● MATERIAL PROVIDED
-.-.-
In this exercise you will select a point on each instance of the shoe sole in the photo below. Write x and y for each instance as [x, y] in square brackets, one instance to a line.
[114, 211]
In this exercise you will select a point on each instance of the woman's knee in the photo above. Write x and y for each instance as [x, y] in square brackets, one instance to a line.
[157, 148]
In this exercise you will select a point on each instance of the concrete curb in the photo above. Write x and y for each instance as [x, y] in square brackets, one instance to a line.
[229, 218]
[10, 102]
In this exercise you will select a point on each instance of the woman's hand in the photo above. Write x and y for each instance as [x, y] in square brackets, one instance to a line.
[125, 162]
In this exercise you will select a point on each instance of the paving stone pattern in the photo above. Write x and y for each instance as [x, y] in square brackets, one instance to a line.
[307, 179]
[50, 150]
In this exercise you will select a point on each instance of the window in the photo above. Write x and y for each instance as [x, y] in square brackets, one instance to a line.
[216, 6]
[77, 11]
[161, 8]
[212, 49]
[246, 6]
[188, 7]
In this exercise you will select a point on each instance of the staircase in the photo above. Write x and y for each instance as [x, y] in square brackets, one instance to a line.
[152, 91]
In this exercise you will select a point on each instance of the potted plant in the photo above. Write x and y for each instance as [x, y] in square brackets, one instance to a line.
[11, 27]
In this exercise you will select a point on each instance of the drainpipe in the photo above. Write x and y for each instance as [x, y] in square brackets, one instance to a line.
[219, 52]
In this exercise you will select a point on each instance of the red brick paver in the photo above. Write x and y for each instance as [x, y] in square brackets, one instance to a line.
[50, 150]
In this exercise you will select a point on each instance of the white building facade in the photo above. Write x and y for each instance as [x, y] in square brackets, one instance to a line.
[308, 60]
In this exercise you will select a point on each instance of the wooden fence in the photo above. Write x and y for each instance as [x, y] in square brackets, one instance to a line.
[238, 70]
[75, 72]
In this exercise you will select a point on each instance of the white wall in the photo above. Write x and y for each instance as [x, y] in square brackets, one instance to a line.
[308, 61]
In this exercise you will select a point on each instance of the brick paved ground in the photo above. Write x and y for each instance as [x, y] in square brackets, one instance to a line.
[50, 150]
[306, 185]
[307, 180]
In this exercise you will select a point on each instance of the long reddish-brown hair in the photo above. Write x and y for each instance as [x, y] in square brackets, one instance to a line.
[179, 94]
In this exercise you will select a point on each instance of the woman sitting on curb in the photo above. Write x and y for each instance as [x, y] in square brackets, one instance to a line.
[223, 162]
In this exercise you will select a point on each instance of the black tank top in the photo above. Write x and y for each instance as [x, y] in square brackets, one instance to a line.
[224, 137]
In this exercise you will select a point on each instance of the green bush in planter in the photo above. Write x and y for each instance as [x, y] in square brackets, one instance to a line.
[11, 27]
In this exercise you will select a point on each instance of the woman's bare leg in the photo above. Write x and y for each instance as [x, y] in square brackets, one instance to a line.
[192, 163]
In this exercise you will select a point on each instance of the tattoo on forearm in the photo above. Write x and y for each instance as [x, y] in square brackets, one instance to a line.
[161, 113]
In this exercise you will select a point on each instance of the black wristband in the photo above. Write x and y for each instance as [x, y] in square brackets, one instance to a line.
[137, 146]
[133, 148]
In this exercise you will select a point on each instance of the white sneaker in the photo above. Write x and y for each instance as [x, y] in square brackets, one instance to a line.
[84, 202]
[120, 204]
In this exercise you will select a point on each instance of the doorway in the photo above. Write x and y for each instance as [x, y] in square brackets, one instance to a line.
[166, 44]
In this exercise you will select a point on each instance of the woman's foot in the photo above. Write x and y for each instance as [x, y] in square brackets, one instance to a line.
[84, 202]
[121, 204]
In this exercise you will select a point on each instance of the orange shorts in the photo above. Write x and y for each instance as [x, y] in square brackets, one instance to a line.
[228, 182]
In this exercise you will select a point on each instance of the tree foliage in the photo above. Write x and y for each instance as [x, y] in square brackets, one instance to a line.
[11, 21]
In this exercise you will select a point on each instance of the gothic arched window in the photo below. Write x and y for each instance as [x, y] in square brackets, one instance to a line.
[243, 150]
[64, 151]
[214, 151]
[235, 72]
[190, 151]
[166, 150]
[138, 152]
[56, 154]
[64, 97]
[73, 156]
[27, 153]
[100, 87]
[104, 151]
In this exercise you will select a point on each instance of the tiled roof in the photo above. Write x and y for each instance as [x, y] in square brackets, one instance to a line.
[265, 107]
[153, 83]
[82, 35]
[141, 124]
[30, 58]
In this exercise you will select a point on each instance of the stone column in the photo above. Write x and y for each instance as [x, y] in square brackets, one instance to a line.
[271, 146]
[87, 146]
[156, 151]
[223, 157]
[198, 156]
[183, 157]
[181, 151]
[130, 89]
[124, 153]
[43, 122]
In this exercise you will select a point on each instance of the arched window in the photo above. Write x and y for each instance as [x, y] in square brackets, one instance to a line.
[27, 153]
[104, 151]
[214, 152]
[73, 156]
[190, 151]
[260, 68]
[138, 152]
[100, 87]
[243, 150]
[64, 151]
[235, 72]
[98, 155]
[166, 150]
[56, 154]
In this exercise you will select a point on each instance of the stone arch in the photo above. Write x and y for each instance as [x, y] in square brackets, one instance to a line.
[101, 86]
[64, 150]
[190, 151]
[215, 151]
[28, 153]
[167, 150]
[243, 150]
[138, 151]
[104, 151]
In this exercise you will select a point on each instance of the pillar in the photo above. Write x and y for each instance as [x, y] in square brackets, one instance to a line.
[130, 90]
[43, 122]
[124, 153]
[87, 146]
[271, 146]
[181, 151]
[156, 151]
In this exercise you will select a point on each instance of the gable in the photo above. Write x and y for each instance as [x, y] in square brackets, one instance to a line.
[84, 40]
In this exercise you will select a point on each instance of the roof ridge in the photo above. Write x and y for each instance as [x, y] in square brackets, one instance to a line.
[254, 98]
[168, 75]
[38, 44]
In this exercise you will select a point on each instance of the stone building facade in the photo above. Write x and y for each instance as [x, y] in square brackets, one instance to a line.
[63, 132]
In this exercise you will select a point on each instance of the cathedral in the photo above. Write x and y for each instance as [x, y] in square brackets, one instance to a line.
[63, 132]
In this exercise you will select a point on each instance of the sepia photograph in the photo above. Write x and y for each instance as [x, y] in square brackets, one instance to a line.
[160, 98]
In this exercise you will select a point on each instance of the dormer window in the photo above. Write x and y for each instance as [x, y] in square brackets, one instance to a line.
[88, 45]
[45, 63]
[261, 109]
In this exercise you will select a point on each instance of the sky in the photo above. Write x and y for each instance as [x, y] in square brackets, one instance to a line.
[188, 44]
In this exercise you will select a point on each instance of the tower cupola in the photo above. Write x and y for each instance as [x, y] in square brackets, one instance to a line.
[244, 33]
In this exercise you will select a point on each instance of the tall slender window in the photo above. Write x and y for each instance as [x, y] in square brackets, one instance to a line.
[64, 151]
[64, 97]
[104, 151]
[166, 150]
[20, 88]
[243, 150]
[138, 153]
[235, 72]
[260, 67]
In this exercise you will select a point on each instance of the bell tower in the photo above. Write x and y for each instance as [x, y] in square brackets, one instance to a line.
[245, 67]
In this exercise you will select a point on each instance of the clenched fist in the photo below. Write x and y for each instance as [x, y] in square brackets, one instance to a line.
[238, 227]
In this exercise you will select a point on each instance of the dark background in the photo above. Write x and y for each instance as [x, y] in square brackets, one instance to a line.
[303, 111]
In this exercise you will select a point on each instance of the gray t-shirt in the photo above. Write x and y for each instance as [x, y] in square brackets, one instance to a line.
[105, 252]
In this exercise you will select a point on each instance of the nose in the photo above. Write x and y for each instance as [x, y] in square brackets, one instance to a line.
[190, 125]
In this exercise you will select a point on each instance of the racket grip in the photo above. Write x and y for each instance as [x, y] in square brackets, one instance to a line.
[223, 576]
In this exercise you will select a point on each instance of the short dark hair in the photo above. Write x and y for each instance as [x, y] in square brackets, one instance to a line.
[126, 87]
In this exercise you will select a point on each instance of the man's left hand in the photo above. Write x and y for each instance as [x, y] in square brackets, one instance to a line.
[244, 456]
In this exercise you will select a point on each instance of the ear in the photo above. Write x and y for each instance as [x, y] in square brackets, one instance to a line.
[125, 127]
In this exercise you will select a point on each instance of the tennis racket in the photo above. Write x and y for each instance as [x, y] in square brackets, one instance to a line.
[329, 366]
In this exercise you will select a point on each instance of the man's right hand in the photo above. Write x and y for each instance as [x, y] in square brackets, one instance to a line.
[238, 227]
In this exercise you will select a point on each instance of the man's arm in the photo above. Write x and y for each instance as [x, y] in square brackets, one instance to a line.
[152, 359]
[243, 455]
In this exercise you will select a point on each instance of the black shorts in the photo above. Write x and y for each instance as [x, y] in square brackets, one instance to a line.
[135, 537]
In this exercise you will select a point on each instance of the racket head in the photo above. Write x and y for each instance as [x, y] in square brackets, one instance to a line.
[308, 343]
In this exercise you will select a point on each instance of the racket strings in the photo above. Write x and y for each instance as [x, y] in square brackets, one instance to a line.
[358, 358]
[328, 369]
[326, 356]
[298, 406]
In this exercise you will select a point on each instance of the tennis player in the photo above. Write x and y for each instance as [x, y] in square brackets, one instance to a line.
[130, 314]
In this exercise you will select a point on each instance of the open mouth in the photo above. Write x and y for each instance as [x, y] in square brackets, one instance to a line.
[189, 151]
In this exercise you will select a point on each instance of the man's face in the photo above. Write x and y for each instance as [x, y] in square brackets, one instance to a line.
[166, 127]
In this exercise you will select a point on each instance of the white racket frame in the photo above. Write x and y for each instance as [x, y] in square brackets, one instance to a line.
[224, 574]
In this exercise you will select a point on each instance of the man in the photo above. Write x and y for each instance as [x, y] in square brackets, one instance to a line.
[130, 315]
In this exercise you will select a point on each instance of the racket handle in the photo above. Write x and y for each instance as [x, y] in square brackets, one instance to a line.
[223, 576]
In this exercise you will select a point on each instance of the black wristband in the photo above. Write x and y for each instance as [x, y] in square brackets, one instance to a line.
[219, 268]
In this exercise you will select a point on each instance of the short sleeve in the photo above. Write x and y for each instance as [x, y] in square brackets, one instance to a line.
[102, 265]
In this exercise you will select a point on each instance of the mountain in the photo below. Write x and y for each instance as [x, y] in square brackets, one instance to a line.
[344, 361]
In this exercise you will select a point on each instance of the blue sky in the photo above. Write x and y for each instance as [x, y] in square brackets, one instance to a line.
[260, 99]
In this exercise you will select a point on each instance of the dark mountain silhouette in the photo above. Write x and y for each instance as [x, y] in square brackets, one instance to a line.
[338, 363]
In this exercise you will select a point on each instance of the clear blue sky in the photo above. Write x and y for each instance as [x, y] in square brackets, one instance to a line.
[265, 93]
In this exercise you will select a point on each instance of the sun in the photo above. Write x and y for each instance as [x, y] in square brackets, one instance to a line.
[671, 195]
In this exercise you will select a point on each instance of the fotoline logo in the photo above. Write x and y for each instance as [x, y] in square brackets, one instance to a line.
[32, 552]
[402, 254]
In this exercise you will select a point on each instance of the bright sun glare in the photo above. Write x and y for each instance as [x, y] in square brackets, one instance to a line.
-.-.-
● WORK TO BE COMPLETED
Take the line that contains "the short sleeve" and each line after it down to the last of the records, and retype them exactly; add nothing else.

● RESPONSE
In this exercise you will select a point on each instance of the short sleeve in the photo above. Write x and y for each instance as [x, y] in square brackets, one instance to a line.
[102, 265]
In this exercise you will select a point on each instance of the mountain in the photo below. Write x and y for each instance as [x, y] in square brackets, one instance to a line.
[344, 361]
In this exercise you will select a point on each instance of the blue sky in the photo above. Write x and y for each instance as [x, y] in square brackets, one instance to a line.
[260, 99]
In this exercise you will select a point on each instance of the dark mountain silhouette in the photo above. Write x and y for each instance as [x, y] in square brackets, one instance to a line.
[338, 363]
In this exercise you will select a point on each instance of the clear blue sky in the photo above. Write x and y for each instance as [x, y] in square brackets, one instance to a line.
[265, 93]
In this exercise you will select a point on each instance of the sun in the photo above. Write x and y for each instance as [x, y] in square brackets, one instance to a line.
[671, 195]
In this exercise you will select a point on each instance of the fotoline logo in the photo above. Write x and y for each instance as [x, y] in square brackets, one instance to a line.
[32, 552]
[402, 254]
In this exercise you will select a point on each instance of the bright sun glare in the photo above. Write x and y for each instance as [x, y] in square brackets, one instance to a line.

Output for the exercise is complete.